What is required: Go through the material below and copy each line where the word "tail" appears.
*** Records for this exercise Section Begins ***
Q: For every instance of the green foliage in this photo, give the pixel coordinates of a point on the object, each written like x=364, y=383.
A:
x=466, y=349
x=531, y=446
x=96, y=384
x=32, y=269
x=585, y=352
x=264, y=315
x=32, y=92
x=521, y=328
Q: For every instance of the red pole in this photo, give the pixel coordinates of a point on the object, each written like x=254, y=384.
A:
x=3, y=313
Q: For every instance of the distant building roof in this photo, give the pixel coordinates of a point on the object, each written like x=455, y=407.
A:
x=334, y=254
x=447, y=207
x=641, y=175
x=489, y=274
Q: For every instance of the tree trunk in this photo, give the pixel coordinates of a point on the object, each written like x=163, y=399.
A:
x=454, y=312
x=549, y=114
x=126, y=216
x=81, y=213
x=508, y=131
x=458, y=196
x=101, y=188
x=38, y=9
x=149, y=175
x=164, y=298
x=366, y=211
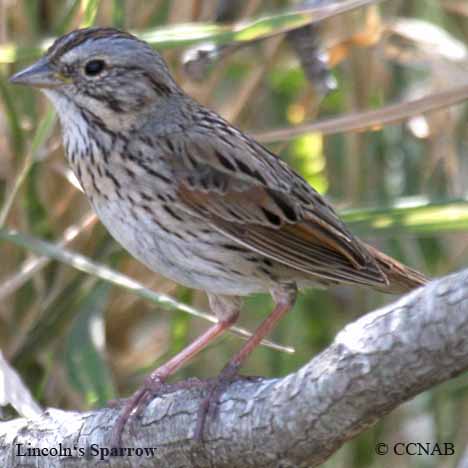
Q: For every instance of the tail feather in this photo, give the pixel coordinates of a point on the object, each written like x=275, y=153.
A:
x=401, y=278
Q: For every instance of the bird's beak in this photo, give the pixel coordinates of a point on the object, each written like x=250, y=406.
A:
x=39, y=75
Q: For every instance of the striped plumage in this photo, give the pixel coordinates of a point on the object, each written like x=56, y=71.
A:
x=188, y=194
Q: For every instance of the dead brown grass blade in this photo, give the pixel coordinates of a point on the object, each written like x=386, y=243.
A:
x=369, y=120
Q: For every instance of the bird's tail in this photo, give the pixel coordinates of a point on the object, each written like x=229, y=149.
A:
x=401, y=278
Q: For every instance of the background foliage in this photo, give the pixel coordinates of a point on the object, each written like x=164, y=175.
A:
x=79, y=333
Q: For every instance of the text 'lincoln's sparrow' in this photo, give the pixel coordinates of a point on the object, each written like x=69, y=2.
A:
x=191, y=196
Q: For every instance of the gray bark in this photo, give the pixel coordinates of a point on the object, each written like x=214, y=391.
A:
x=374, y=364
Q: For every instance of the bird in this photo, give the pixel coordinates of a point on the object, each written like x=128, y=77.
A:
x=193, y=197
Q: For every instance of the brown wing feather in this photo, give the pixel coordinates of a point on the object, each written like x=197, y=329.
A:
x=250, y=195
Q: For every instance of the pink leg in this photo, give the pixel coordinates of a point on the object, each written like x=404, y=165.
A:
x=157, y=378
x=285, y=299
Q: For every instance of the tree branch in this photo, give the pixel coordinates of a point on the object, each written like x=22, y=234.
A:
x=373, y=365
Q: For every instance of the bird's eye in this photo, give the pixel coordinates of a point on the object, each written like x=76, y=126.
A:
x=94, y=67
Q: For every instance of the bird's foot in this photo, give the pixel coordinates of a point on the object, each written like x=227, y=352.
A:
x=215, y=387
x=132, y=407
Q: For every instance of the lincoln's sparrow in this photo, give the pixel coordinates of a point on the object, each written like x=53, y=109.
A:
x=192, y=197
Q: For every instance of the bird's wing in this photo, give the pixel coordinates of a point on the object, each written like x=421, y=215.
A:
x=249, y=194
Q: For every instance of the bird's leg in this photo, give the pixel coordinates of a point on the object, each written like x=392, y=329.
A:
x=284, y=297
x=154, y=383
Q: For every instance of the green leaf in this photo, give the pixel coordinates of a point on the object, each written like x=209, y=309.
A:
x=84, y=353
x=40, y=137
x=100, y=271
x=417, y=217
x=193, y=33
x=90, y=9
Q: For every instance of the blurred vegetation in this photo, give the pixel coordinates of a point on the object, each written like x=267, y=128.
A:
x=342, y=101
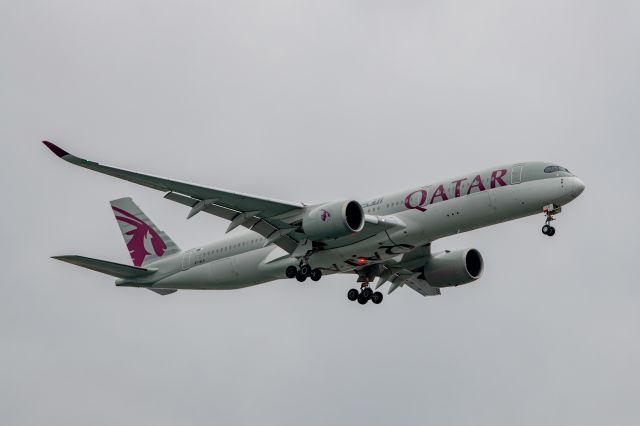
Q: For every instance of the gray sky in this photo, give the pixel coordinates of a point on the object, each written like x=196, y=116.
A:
x=309, y=101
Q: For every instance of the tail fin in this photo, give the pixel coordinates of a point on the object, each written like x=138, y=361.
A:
x=146, y=243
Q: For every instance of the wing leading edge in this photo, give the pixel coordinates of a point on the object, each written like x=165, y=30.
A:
x=263, y=215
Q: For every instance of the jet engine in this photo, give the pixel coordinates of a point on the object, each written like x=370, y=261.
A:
x=333, y=220
x=452, y=268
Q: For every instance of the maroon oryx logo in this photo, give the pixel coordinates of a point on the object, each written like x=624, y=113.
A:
x=143, y=238
x=324, y=215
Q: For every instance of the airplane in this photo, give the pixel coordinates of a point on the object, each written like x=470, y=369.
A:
x=387, y=237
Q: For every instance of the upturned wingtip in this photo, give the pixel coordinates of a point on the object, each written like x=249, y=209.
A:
x=55, y=149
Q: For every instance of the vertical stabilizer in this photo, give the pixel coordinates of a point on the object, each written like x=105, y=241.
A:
x=146, y=243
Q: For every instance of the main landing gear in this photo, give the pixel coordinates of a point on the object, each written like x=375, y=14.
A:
x=304, y=272
x=550, y=211
x=365, y=294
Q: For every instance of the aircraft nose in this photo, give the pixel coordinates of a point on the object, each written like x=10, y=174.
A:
x=578, y=187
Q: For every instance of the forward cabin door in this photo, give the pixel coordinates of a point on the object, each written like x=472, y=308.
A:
x=516, y=174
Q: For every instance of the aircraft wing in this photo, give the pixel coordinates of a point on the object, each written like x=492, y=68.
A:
x=422, y=287
x=263, y=215
x=403, y=272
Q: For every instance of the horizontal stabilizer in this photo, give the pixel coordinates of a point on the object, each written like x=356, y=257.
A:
x=117, y=270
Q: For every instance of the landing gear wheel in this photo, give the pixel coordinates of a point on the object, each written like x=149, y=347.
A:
x=367, y=293
x=315, y=274
x=291, y=271
x=352, y=294
x=305, y=270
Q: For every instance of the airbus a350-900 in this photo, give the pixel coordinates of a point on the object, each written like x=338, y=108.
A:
x=388, y=237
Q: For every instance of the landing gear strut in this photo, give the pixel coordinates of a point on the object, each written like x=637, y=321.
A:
x=365, y=294
x=549, y=212
x=304, y=272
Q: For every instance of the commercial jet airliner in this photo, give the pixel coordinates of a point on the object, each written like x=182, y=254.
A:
x=388, y=237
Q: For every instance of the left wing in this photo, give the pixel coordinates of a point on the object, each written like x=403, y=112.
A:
x=265, y=216
x=405, y=271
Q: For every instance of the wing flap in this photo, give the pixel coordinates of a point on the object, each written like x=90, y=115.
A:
x=232, y=200
x=262, y=226
x=117, y=270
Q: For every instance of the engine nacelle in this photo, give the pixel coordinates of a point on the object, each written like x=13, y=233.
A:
x=452, y=268
x=334, y=220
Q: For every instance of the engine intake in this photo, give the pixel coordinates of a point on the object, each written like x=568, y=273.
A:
x=333, y=220
x=452, y=268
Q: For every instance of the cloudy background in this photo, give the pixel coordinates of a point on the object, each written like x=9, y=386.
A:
x=309, y=101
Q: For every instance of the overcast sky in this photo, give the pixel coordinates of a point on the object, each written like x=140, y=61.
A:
x=311, y=101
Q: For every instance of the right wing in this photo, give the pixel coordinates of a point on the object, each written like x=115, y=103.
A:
x=266, y=216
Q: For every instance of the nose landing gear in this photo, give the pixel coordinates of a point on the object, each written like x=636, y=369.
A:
x=549, y=212
x=365, y=294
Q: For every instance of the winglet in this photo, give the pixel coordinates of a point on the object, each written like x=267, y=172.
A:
x=55, y=149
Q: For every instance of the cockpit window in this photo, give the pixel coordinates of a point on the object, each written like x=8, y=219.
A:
x=553, y=169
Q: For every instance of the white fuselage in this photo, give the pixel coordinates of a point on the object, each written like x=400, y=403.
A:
x=425, y=213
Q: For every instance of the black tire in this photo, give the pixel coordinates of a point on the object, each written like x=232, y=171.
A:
x=315, y=274
x=291, y=271
x=305, y=270
x=352, y=294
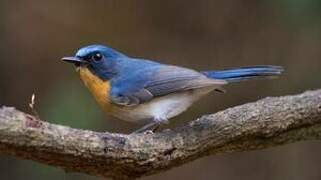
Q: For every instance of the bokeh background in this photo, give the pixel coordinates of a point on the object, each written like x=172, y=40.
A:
x=201, y=34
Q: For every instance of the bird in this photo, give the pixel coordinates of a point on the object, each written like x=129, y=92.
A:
x=149, y=92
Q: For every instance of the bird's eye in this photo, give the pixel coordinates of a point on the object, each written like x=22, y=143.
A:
x=97, y=57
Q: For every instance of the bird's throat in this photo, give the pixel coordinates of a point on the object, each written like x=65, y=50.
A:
x=98, y=87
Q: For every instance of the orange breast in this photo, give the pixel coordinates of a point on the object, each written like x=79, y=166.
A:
x=99, y=88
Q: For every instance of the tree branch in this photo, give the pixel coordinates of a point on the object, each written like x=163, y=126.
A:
x=265, y=123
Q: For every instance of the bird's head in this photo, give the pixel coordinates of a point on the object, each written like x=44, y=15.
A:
x=97, y=58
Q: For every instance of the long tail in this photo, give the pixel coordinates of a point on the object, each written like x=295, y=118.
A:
x=245, y=73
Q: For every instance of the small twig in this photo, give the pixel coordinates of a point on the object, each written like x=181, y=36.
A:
x=32, y=106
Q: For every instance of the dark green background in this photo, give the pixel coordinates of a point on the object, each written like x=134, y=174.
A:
x=201, y=34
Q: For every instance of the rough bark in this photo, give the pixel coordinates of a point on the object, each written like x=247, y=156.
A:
x=266, y=123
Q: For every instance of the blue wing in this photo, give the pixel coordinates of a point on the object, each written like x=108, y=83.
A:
x=149, y=81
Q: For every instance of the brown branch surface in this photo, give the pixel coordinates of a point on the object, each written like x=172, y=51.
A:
x=266, y=123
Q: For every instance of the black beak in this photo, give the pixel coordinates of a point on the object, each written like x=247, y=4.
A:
x=74, y=60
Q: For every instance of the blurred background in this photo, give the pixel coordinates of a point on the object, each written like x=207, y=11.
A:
x=201, y=34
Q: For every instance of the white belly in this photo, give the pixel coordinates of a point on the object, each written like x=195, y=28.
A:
x=162, y=108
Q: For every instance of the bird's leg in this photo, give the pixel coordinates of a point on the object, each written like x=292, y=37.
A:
x=148, y=127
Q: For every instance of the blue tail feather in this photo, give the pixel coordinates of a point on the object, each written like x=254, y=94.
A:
x=245, y=73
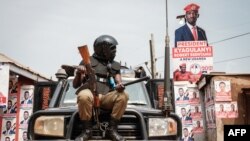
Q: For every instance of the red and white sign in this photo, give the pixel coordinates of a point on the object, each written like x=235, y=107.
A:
x=4, y=84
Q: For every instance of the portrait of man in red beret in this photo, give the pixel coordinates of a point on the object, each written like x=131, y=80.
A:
x=190, y=31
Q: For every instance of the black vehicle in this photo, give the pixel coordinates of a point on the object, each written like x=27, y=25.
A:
x=60, y=119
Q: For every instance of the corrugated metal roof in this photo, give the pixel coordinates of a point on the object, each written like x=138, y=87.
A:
x=6, y=59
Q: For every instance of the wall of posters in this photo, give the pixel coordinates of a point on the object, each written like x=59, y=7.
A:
x=15, y=116
x=188, y=108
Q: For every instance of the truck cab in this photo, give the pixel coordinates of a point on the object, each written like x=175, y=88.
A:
x=60, y=119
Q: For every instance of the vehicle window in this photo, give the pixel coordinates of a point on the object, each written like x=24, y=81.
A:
x=137, y=95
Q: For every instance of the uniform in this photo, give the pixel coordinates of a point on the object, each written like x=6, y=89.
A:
x=108, y=86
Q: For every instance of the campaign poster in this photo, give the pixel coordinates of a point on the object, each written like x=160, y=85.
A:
x=26, y=99
x=210, y=116
x=187, y=133
x=209, y=98
x=191, y=59
x=13, y=84
x=22, y=136
x=193, y=94
x=181, y=94
x=4, y=84
x=198, y=126
x=222, y=90
x=220, y=109
x=160, y=95
x=232, y=109
x=196, y=111
x=11, y=108
x=8, y=128
x=24, y=116
x=184, y=112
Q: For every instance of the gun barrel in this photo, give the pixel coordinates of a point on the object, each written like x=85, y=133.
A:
x=138, y=80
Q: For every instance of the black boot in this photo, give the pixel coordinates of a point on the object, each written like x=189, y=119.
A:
x=113, y=130
x=87, y=131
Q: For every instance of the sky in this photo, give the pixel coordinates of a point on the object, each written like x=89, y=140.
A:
x=45, y=34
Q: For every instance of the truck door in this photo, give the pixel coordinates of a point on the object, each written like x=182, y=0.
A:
x=43, y=93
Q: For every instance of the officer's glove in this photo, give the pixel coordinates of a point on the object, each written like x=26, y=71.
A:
x=81, y=69
x=120, y=87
*** Records for this exercise Section Ends ***
Answer for the task:
Q: For every instance of the tail feather in this photo, give the pixel coordinates of a point on the object, each written like x=275, y=153.
Q: For every instance of the bird's tail in this photo, give the pixel coordinates of a point on the object, each written like x=229, y=149.
Q: For every instance of the tail fin in this photo, give the pixel coordinates of a point on the object, each written like x=138, y=361.
Q: For every instance of the long tail in this photo, give the pixel coordinates of a point on the object, each written like x=295, y=118.
Q: For every instance of the blue tail feather in this photo, give the pixel coordinates of a point on the object, each written like x=254, y=94.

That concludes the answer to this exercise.